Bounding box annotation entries
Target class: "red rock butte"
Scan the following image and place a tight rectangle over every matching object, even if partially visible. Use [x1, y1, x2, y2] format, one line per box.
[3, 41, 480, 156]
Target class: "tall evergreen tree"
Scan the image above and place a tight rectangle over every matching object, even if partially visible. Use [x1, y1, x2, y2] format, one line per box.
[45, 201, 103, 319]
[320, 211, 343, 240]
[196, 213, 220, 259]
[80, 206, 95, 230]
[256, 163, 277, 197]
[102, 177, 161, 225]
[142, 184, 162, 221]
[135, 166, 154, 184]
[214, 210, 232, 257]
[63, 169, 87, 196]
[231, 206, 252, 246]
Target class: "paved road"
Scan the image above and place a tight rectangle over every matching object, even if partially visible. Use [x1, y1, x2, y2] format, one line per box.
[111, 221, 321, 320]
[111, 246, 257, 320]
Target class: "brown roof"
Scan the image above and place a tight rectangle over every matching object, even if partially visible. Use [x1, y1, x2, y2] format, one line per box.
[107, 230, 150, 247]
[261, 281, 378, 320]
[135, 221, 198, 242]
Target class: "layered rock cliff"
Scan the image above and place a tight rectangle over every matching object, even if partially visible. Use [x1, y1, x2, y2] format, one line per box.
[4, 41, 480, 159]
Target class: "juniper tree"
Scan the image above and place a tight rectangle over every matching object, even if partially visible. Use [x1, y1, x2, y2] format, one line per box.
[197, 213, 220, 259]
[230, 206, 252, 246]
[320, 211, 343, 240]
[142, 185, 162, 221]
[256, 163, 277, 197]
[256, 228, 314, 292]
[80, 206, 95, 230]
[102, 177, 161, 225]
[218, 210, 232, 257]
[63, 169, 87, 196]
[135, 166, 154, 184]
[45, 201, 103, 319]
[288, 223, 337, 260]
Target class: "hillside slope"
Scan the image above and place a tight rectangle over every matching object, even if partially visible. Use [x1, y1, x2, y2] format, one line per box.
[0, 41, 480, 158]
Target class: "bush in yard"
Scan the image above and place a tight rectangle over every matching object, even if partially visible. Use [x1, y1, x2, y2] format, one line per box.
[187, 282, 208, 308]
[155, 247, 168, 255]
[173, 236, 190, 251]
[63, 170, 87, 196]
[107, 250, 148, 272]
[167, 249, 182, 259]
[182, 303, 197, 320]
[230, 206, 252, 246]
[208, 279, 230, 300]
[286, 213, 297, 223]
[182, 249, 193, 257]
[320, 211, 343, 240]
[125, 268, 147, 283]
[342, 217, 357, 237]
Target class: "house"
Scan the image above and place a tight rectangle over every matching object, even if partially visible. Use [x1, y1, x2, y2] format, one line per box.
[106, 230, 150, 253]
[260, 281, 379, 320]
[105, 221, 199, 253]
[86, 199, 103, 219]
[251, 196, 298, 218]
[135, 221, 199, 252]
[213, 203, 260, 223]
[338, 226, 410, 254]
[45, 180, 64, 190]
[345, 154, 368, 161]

> _Written task_: Write out every line of the entries above word for word, with no changes.

> _Response_:
Target class: "red rock butte"
Scan the following image and place a tight rectangle over every matching object, even if partially visible. Use [x1, y1, x2, y2] format, one line per box.
[3, 41, 480, 156]
Target class: "tall evergreen tree"
Scan the image above and place a tight rectangle over every matching object, even if partially visible. Use [x1, y1, x2, y2] format, one line per box.
[45, 201, 103, 319]
[320, 211, 343, 240]
[196, 213, 220, 259]
[80, 206, 95, 230]
[256, 163, 277, 197]
[102, 177, 161, 225]
[142, 184, 162, 221]
[135, 166, 154, 184]
[214, 210, 232, 257]
[63, 169, 87, 196]
[231, 206, 252, 246]
Target class: "paved road"
Scan the image above and place a tight rectangle over every matching object, even if partially visible. Use [x1, y1, x2, y2] format, one line per box.
[111, 221, 321, 320]
[111, 246, 257, 320]
Target class: "brown roof"
Scan the image above and place a tight rectangle over every matching object, even if partially visible. Use [x1, y1, x2, y2] format, one line per box.
[107, 230, 150, 247]
[261, 281, 378, 320]
[135, 221, 198, 242]
Target class: "layered rock cliff"
Scan the image above and place a tight rectangle over every matching object, even if partially visible. Use [x1, y1, x2, y2] format, one line per box.
[4, 41, 480, 159]
Target class: "juniper tree"
Scan the image above and place a tight rectangle over every matching object, even if partially visible. Use [x1, y1, x2, y2] format, one line per box.
[197, 213, 220, 259]
[230, 206, 252, 246]
[320, 211, 343, 240]
[142, 185, 162, 221]
[256, 163, 277, 197]
[256, 228, 314, 292]
[80, 206, 95, 230]
[102, 177, 161, 225]
[218, 210, 232, 257]
[63, 169, 87, 196]
[135, 166, 154, 184]
[45, 201, 103, 319]
[288, 223, 337, 260]
Target class: "hillside slope"
Scan the image above and place a tight rectangle over every matching object, even if partially visible. Use [x1, y1, x2, y2] format, one line per box.
[0, 41, 480, 158]
Target class: "bush in yard"
Scan the image above and place a tight rectangle over every matching object, even if partially visible. Use [x1, y1, x2, y2] format, one line per box.
[187, 282, 208, 308]
[155, 247, 168, 255]
[173, 236, 190, 251]
[63, 170, 87, 196]
[107, 250, 148, 272]
[167, 249, 182, 259]
[182, 303, 197, 320]
[230, 206, 252, 246]
[208, 279, 230, 300]
[286, 213, 297, 223]
[182, 249, 193, 257]
[320, 211, 343, 240]
[125, 268, 147, 283]
[342, 217, 357, 237]
Target class: "house"
Scan the image above and place a tight rectangle over every matching object, even if partially visible. Use [x1, y1, x2, y2] format, one line per box.
[106, 230, 150, 253]
[260, 281, 379, 320]
[105, 221, 199, 253]
[86, 199, 103, 219]
[251, 196, 298, 218]
[135, 221, 199, 252]
[213, 203, 260, 223]
[338, 226, 410, 254]
[45, 180, 64, 190]
[345, 154, 368, 161]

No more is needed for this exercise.